**** RECORDS SHOWN
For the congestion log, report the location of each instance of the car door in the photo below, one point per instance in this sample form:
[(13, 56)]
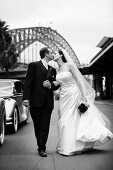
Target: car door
[(17, 95)]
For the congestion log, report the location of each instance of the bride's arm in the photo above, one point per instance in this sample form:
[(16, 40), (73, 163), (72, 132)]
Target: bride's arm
[(74, 73)]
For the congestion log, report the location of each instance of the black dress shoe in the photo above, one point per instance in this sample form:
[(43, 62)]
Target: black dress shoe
[(43, 153)]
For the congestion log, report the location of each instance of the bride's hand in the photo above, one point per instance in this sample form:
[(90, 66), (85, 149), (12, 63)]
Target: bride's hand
[(56, 83)]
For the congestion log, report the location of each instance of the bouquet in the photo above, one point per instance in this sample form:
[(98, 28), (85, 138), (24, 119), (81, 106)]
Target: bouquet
[(83, 106)]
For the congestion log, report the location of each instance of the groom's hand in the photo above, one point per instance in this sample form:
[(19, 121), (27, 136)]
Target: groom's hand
[(47, 84)]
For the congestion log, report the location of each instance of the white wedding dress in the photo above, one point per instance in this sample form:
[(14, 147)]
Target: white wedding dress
[(78, 132)]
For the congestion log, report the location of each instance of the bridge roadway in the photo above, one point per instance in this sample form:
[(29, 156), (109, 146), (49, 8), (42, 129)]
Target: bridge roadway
[(19, 150)]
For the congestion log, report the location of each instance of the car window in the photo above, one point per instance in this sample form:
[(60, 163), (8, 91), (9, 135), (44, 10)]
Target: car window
[(17, 87)]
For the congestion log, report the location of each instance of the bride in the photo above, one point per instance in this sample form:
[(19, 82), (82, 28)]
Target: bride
********
__DIRECTIONS__. Print each line, exactly as written, from the one that contains "[(29, 156), (109, 146), (49, 8), (42, 129)]" to the end of the data above, with both end lines included and nothing else.

__REPLY TO THE TASK__.
[(29, 156), (109, 146), (49, 8), (42, 129)]
Target: bridge roadway
[(19, 150)]
For the congestion log, report the location of each instance of the car window in the photo above, one point per instance in this sample form:
[(60, 163), (8, 91), (9, 135), (44, 10)]
Target: car window
[(17, 87)]
For the congestion log, report the location of each instance of the bride in the photo above, one point per instance in this sample form:
[(19, 82), (82, 28)]
Target: bride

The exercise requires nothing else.